▶ [What you should do] Please print the Easter diary passage word for word, from "When thinking about" up to and including "touch for ourselves.".

Easter 2019 Diary: Sense of Sacrifice
It’s really hard to believe that Christ was truly resurrected. It’s much easier to make alternate explanations—that He never died in the first place, that eyewitnesses were lying, that records have been falsely modified since then. Yet, even these explanations are not free from assumption.
When thinking about the intersection of touch and Easter, my mind immediately goes to “Doubting” Thomas. He had assumptions about the validity of Christ’s resurrection—just like many do today. But, instead of simply being content with his preconceived notions, he sought to challenge them. He reached out and touched the holes in Jesus’ hands, the gash in His side; he wanted to feel and know for himself.1
I think that that’s still the mission set out for us today. We must be willing to challenge our prior thoughts, to reach out and touch for ourselves.

▶ [Data entries]

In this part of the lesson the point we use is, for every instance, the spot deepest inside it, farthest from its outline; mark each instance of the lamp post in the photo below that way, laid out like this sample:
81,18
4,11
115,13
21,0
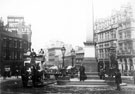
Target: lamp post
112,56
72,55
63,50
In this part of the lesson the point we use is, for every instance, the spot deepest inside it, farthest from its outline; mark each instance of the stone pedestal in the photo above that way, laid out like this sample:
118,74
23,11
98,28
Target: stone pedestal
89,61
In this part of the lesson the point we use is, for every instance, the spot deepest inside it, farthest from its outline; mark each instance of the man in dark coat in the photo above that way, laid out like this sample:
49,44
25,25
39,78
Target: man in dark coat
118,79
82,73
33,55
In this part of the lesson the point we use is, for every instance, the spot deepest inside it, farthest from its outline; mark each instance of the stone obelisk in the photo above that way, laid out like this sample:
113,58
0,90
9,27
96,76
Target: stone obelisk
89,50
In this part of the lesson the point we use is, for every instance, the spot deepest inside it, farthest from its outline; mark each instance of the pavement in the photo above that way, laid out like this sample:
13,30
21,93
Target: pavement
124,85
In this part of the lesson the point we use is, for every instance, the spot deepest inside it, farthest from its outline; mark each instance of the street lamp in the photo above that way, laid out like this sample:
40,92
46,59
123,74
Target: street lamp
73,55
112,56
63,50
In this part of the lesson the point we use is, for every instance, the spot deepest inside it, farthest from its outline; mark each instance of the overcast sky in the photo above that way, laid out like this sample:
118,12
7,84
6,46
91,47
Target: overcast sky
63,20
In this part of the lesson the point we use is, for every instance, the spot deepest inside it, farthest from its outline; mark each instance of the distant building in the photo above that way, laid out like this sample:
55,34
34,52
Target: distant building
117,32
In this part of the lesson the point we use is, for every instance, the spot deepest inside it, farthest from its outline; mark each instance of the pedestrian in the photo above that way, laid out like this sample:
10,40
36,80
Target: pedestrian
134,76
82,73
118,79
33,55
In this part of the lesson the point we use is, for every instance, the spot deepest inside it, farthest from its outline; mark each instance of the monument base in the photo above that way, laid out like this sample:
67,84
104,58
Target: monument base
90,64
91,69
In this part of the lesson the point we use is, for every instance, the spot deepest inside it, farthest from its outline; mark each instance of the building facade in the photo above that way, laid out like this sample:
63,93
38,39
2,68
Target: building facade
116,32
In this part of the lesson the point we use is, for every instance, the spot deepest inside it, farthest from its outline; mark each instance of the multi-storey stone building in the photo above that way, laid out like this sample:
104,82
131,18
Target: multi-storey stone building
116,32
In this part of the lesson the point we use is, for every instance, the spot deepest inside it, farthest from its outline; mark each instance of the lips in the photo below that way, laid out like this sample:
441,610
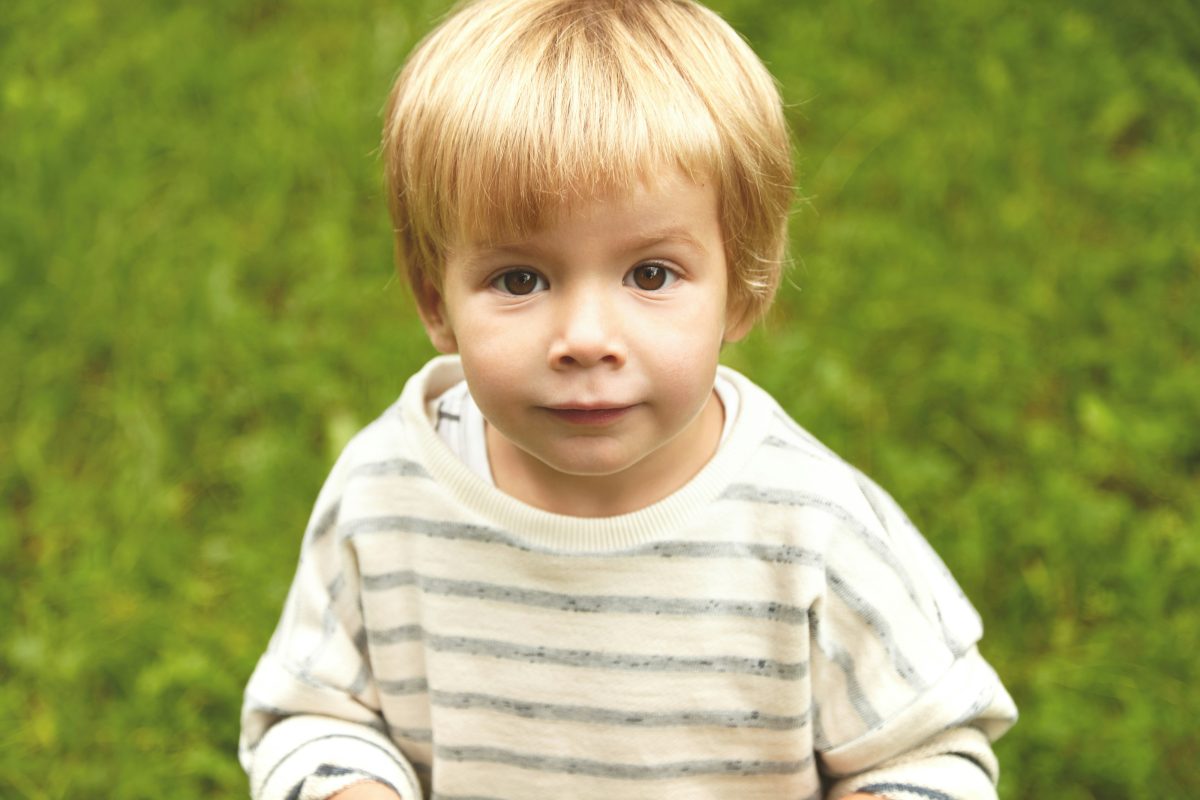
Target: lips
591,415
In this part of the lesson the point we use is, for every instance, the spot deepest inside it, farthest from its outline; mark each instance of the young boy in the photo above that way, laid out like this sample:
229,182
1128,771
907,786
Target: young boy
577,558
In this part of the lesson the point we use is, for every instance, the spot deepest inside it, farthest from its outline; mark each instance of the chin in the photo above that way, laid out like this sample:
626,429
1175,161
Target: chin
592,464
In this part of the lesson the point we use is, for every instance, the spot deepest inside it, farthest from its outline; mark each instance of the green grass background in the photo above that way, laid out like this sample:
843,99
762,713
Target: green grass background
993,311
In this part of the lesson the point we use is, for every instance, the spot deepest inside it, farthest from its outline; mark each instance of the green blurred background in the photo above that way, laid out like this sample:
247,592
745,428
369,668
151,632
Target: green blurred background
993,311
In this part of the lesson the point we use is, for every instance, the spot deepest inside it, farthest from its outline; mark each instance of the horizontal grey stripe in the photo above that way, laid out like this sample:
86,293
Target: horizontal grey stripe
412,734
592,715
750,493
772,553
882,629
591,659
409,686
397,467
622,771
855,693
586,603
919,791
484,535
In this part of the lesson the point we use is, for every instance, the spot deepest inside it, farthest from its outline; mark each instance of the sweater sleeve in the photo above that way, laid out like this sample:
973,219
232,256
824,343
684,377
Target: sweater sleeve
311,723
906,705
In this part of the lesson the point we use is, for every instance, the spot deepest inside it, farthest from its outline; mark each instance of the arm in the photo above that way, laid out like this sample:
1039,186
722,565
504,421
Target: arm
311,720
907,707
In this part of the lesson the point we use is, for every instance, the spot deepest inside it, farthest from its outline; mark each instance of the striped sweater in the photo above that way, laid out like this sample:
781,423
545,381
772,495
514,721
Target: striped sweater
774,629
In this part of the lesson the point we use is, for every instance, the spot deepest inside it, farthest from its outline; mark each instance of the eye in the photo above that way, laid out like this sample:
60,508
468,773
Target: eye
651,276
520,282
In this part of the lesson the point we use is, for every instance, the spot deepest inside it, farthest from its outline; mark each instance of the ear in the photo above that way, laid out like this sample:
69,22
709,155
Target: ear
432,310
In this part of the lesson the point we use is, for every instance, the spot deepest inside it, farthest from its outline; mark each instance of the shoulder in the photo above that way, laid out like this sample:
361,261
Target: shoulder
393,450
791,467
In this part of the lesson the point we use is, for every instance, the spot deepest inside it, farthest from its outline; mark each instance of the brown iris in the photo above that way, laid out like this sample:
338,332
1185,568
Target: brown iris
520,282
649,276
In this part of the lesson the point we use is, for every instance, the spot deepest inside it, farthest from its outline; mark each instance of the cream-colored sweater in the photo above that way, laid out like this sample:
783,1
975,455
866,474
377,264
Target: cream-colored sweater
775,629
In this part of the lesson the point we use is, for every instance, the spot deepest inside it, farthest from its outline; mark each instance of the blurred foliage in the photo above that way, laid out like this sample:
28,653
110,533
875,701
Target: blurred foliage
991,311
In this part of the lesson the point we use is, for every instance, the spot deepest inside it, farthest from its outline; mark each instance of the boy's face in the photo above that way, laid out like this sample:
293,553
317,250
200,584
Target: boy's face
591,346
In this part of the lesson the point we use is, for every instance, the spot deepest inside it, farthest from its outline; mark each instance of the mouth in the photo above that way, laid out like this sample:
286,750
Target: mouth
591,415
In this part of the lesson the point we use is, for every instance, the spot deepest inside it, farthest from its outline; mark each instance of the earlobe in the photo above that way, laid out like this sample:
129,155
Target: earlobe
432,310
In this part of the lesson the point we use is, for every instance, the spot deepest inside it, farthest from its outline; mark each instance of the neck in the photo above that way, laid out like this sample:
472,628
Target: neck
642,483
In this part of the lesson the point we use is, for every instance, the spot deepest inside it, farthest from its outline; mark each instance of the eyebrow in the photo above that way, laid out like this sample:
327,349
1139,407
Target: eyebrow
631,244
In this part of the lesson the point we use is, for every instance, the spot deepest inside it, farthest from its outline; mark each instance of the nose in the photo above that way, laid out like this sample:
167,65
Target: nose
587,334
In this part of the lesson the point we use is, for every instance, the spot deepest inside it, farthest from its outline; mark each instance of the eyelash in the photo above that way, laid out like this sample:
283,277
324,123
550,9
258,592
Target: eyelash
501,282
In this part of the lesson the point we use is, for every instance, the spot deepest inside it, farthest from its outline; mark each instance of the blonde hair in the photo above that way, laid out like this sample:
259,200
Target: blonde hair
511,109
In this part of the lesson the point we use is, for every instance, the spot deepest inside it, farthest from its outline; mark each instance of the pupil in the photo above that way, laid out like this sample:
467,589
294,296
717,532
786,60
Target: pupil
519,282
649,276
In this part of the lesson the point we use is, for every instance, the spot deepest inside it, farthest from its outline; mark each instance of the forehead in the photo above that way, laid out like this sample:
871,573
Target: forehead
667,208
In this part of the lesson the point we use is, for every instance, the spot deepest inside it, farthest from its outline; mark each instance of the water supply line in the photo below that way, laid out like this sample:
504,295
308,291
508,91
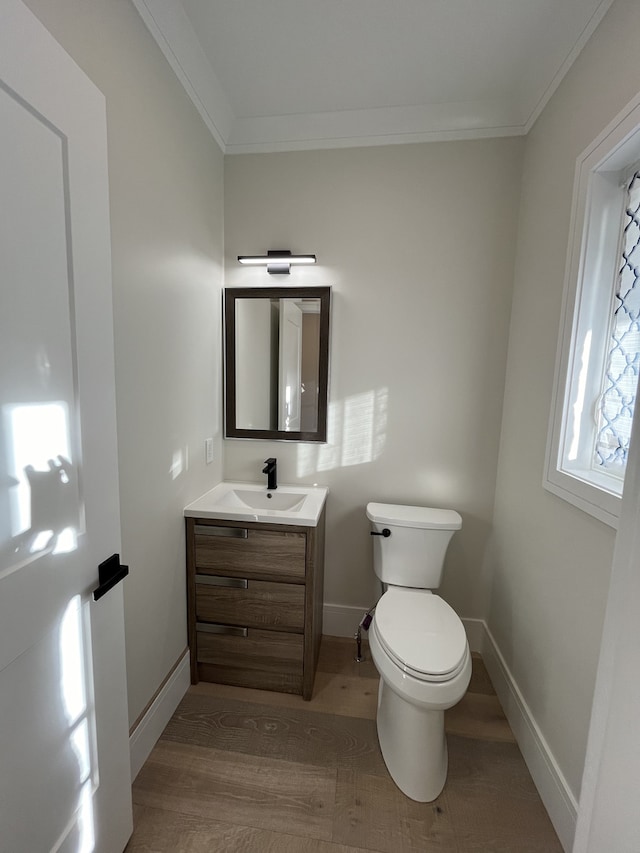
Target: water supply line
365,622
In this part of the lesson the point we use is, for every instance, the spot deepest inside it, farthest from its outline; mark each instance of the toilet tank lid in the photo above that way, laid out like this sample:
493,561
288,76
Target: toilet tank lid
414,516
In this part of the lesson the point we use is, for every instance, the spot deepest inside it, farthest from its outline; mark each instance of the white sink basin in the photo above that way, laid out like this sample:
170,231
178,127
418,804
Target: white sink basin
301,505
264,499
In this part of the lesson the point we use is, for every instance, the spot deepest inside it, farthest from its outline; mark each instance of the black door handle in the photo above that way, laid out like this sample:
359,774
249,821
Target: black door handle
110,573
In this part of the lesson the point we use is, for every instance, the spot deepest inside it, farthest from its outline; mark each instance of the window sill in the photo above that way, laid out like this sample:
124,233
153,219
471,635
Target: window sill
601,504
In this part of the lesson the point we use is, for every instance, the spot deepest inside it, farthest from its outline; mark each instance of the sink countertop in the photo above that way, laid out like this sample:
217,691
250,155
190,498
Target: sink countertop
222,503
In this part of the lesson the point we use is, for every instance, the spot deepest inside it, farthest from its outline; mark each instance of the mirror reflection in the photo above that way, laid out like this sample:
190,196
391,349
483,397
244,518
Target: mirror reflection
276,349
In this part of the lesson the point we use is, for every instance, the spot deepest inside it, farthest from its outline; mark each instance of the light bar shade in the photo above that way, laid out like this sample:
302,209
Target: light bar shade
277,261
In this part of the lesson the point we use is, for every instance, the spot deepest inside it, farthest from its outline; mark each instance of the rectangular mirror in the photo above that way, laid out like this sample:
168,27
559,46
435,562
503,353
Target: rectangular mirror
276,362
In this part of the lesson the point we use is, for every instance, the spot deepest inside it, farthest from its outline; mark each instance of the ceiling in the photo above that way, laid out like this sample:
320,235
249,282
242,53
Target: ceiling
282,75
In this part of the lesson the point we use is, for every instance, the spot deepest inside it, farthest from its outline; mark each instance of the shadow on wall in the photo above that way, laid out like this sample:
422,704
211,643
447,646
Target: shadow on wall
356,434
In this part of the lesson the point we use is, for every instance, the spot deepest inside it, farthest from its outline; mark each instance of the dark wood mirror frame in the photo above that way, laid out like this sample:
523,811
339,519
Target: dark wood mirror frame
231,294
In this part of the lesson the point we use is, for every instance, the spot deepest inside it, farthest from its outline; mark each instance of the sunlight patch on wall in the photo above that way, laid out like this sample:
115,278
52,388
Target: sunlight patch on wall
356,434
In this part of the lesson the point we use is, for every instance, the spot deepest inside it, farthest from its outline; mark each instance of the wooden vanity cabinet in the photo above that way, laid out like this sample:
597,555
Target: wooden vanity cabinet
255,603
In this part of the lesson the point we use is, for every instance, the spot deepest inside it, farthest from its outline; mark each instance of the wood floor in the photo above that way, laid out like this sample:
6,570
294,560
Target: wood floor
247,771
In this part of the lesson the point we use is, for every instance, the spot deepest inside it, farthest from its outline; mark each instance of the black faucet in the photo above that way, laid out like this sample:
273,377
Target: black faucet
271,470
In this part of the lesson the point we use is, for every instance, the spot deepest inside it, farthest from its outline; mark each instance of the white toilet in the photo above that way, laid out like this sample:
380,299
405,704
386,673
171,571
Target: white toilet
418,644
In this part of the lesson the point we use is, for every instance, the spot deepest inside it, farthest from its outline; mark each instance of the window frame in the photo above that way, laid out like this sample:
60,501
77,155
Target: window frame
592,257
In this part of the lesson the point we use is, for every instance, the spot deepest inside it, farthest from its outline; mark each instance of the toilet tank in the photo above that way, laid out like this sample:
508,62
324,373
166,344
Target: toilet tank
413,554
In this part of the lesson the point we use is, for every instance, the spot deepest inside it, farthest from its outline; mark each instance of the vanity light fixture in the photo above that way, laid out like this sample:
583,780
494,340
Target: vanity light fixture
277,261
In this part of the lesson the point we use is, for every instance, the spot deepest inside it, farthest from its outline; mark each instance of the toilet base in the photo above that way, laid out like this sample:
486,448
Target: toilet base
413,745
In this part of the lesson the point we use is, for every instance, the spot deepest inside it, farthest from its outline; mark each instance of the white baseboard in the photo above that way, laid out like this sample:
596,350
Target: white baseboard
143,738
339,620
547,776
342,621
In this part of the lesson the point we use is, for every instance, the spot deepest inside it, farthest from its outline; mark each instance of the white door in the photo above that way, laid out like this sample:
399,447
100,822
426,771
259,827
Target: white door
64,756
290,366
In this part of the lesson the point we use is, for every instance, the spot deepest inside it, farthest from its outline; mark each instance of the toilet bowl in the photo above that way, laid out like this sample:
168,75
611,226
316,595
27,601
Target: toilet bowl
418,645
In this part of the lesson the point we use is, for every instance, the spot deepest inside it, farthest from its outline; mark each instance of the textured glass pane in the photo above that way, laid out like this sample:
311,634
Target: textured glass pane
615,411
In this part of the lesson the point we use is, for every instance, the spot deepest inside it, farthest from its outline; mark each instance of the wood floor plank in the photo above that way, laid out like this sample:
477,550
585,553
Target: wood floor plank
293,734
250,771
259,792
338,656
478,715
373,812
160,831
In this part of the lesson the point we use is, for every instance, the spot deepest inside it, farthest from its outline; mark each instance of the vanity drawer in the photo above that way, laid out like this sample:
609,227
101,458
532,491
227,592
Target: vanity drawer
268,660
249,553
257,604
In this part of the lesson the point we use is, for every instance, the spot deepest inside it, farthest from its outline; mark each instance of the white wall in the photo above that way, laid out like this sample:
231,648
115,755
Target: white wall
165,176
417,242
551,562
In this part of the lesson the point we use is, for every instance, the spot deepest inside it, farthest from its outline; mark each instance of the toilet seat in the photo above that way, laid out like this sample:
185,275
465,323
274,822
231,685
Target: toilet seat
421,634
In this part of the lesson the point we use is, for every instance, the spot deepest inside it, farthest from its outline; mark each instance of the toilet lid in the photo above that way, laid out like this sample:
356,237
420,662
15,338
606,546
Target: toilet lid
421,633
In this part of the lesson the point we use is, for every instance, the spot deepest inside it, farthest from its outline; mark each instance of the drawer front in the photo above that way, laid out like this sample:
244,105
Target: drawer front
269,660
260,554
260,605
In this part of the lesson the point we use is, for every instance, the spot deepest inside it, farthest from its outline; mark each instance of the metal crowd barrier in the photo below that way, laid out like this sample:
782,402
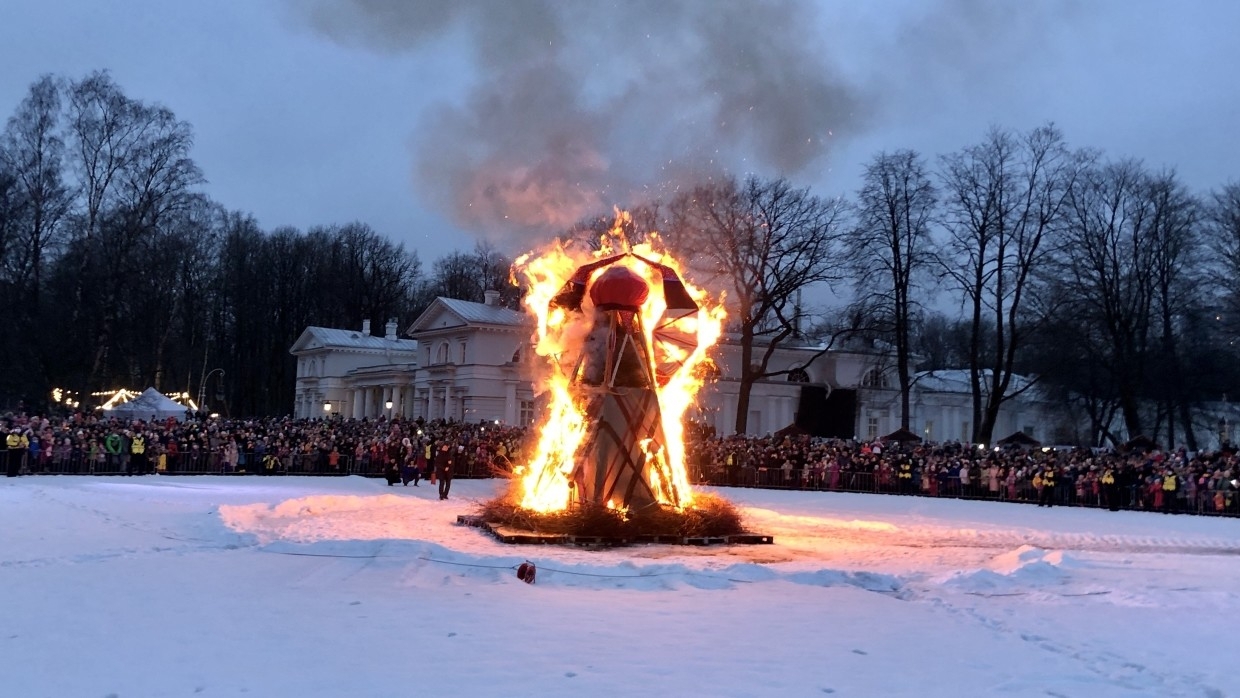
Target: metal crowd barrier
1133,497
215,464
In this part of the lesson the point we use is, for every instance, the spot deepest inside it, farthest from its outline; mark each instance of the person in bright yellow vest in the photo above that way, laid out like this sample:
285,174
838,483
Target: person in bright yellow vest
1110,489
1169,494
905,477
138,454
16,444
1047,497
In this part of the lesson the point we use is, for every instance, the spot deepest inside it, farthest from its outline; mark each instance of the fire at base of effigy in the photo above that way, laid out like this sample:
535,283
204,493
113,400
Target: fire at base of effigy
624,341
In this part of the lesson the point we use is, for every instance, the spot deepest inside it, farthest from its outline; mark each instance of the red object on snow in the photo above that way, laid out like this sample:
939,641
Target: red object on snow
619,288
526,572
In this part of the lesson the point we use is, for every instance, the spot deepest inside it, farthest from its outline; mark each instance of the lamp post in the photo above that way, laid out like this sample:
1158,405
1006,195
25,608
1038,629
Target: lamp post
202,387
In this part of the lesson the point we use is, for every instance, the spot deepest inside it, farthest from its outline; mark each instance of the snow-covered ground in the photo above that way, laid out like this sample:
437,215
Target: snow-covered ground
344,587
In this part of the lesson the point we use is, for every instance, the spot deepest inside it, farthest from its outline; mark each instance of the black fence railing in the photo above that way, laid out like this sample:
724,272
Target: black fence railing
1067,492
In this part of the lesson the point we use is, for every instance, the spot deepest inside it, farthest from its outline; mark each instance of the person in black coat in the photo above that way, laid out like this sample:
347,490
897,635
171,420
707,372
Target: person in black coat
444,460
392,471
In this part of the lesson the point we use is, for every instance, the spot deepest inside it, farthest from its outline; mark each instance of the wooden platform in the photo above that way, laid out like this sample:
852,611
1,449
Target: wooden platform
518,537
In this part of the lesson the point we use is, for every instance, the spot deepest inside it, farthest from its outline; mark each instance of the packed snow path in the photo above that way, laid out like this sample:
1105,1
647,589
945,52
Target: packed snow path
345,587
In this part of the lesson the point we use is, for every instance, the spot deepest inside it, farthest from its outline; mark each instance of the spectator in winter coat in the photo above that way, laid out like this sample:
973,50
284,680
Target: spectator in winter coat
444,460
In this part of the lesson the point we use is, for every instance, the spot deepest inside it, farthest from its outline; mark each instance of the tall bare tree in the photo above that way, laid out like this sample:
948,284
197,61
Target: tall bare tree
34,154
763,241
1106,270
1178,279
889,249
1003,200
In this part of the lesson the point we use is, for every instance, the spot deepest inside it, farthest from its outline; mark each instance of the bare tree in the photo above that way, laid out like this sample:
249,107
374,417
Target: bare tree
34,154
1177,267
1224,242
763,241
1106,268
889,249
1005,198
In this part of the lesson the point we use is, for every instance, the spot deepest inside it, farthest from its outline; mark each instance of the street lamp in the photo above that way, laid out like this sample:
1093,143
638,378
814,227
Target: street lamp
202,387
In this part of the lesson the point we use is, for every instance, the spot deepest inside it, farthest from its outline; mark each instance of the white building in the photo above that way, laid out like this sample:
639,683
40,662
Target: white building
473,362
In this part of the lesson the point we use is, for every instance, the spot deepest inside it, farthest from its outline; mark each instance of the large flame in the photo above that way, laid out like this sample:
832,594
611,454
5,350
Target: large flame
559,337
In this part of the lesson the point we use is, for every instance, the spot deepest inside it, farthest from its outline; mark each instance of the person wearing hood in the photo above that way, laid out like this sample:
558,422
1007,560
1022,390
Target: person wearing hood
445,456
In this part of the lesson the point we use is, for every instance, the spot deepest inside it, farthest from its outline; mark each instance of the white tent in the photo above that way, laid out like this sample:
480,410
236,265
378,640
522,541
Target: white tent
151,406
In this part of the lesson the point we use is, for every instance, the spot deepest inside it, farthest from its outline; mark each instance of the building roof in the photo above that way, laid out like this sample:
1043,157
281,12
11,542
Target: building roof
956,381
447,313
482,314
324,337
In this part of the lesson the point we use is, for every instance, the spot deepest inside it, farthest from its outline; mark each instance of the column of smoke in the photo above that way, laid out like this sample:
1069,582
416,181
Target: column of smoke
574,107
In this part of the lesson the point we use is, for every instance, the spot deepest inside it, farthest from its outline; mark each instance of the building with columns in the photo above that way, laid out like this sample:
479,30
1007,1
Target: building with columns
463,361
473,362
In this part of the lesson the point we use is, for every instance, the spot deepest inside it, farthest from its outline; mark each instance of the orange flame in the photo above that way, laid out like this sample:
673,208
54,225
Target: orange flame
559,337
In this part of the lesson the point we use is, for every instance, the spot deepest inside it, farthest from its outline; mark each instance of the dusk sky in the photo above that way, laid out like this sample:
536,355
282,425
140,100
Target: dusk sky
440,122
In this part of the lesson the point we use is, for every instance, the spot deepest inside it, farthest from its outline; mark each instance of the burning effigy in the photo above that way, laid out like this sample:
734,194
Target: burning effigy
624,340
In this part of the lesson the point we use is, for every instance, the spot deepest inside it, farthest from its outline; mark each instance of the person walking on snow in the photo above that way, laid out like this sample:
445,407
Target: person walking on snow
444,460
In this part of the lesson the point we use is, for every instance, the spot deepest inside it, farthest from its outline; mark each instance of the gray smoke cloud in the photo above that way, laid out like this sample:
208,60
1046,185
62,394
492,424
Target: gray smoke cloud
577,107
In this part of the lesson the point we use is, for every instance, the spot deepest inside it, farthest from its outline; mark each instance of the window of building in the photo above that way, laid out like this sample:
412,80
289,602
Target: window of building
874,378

▶ [Solved problem]
When thinking about the intersection of touch and Easter, my mind immediately goes to “Doubting” Thomas. He had assumptions about the validity of Christ’s resurrection—just like many do today. But, instead of simply being content with his preconceived notions, he sought to challenge them. He reached out and touched the holes in Jesus’ hands, the gash in His side; he wanted to feel and know for himself.1
I think that that’s still the mission set out for us today. We must be willing to challenge our prior thoughts, to reach out and touch for ourselves.